Requirements
Edit all of the items below so that each "Using the image provided" reads "In the photo shown" and everything else stays the same, leaving the pictures out of your answer.

Data
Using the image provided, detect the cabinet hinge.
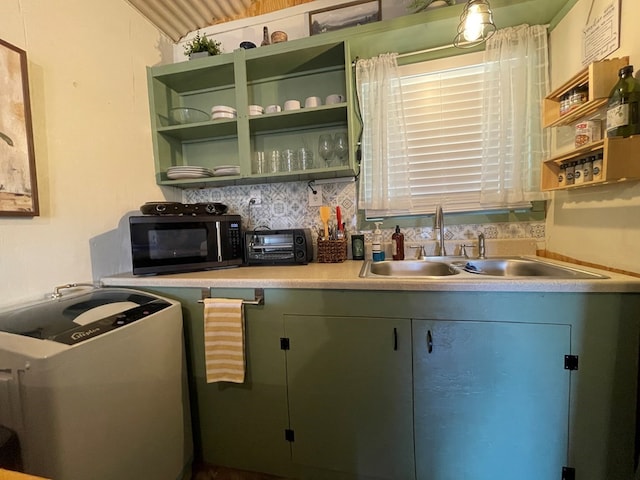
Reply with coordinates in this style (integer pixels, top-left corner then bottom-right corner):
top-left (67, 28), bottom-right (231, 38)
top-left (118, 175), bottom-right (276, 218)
top-left (564, 355), bottom-right (578, 370)
top-left (284, 428), bottom-right (295, 442)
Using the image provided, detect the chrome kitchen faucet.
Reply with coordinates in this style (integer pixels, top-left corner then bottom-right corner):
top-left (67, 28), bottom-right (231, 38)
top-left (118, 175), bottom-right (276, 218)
top-left (433, 205), bottom-right (447, 257)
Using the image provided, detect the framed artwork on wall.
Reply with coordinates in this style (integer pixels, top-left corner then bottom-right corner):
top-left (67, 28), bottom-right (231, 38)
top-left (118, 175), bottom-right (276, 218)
top-left (0, 40), bottom-right (39, 217)
top-left (309, 0), bottom-right (381, 35)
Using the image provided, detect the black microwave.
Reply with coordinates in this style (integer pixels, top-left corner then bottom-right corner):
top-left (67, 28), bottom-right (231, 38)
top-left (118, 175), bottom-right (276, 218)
top-left (129, 215), bottom-right (243, 275)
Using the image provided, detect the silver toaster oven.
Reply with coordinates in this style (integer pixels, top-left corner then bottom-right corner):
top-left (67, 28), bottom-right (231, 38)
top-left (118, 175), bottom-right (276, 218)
top-left (244, 228), bottom-right (313, 265)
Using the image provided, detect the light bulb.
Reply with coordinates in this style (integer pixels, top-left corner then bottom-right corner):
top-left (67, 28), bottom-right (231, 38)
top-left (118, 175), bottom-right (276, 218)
top-left (462, 5), bottom-right (482, 42)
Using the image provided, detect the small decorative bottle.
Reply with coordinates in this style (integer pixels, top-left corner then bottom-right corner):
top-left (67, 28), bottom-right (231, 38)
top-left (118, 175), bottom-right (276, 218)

Response to this exercise
In the photo shown, detect the cabinet hinge.
Reply with coordinates in this style (integer pixels, top-left corner then bottom-right corner):
top-left (67, 28), bottom-right (231, 38)
top-left (118, 175), bottom-right (276, 218)
top-left (564, 355), bottom-right (578, 370)
top-left (284, 428), bottom-right (295, 442)
In the photo shown, detect the chrome kitchen faucet.
Reply with coordinates in this style (integer pixels, top-left corner then bottom-right corner):
top-left (67, 28), bottom-right (231, 38)
top-left (118, 175), bottom-right (276, 218)
top-left (433, 205), bottom-right (447, 257)
In the photo shown, detect the framed artwork on wall.
Reply with coordinates in this style (integer pixels, top-left corner then bottom-right corner):
top-left (67, 28), bottom-right (231, 38)
top-left (118, 175), bottom-right (276, 218)
top-left (0, 40), bottom-right (39, 217)
top-left (309, 0), bottom-right (381, 35)
In the photo shown, detect the black microwave.
Reply with coordinates in this style (integer pixels, top-left corner then bottom-right corner):
top-left (67, 28), bottom-right (231, 38)
top-left (118, 175), bottom-right (276, 218)
top-left (129, 215), bottom-right (243, 275)
In the photo shown, detect the silver toaster oven.
Reply with coordinates in this style (integer pixels, top-left corner then bottom-right corner):
top-left (67, 28), bottom-right (231, 38)
top-left (118, 175), bottom-right (276, 218)
top-left (244, 228), bottom-right (313, 265)
In the photo shown, detect the light bulb.
Reply with coordinates in this style (integer pixels, top-left corner then bottom-right corner):
top-left (67, 28), bottom-right (231, 38)
top-left (118, 175), bottom-right (276, 218)
top-left (462, 5), bottom-right (482, 42)
In the photo shown, detect the small decorative bottle.
Reply with coordinates in this style (integer pixels, top-left corner then bottom-right corner):
top-left (67, 28), bottom-right (231, 38)
top-left (118, 175), bottom-right (276, 218)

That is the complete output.